+++ Input for this task +++

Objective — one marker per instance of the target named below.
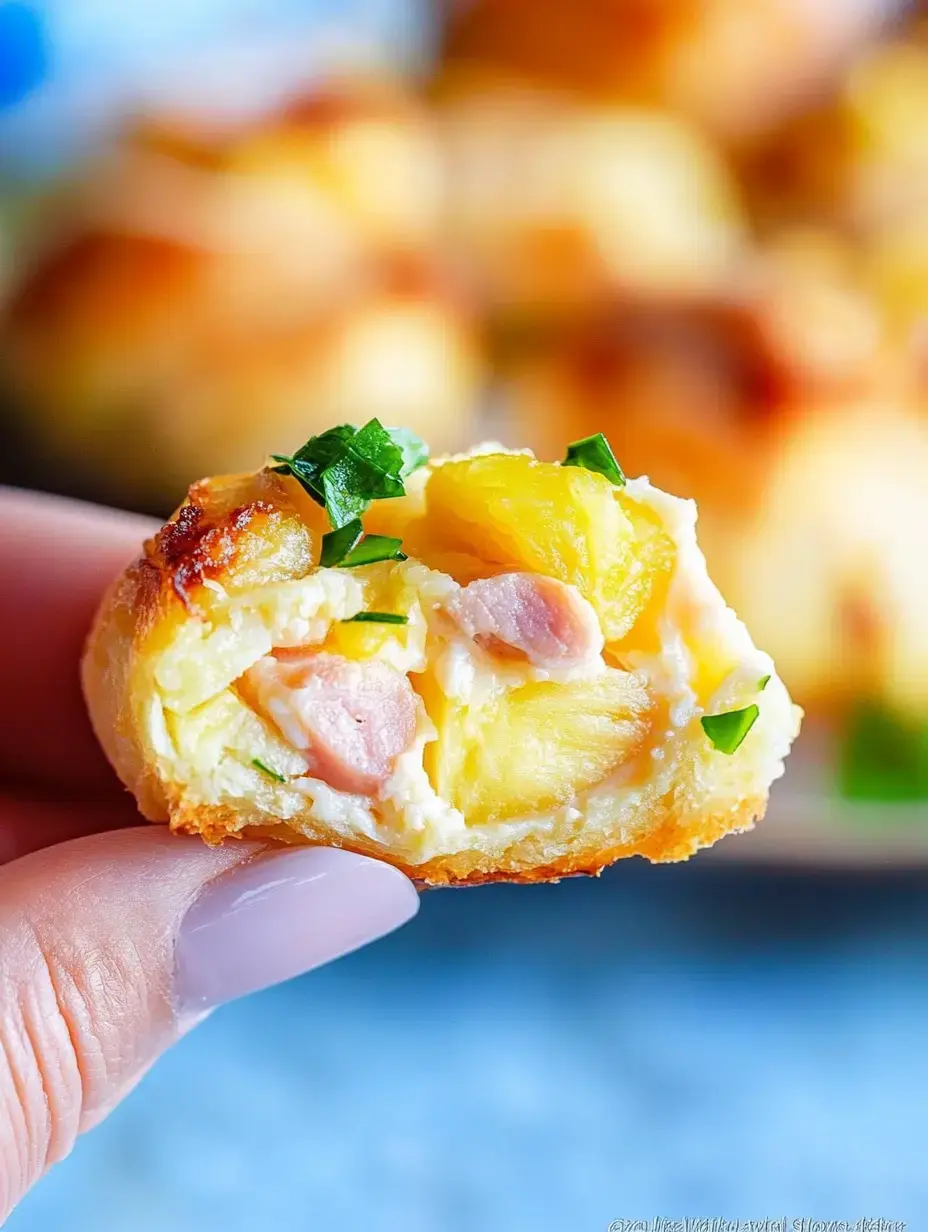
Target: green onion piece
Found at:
(414, 450)
(271, 774)
(727, 731)
(371, 550)
(348, 467)
(595, 453)
(883, 757)
(376, 619)
(338, 543)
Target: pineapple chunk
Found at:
(566, 522)
(385, 590)
(528, 749)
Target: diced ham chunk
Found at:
(351, 718)
(545, 620)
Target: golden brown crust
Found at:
(247, 529)
(678, 838)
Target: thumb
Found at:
(112, 946)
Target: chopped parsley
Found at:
(371, 550)
(414, 450)
(271, 774)
(346, 467)
(376, 619)
(349, 547)
(727, 731)
(338, 543)
(883, 757)
(595, 453)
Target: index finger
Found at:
(57, 557)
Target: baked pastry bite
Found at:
(477, 668)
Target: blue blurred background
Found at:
(663, 1041)
(711, 1040)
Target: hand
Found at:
(117, 941)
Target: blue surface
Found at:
(24, 52)
(664, 1041)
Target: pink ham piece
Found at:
(351, 718)
(547, 621)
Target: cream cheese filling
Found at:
(207, 737)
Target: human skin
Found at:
(117, 938)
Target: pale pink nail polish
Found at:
(281, 914)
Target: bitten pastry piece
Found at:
(510, 669)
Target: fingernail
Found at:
(279, 915)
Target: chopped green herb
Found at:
(376, 619)
(883, 757)
(371, 550)
(271, 774)
(338, 543)
(346, 467)
(727, 731)
(595, 453)
(415, 451)
(349, 547)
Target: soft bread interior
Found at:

+++

◆ **Problem to work on**
Take every line from the records above that has the word "chunk" and copy it.

◆ **Task output**
Target: pineapple chunk
Target: diced ham chunk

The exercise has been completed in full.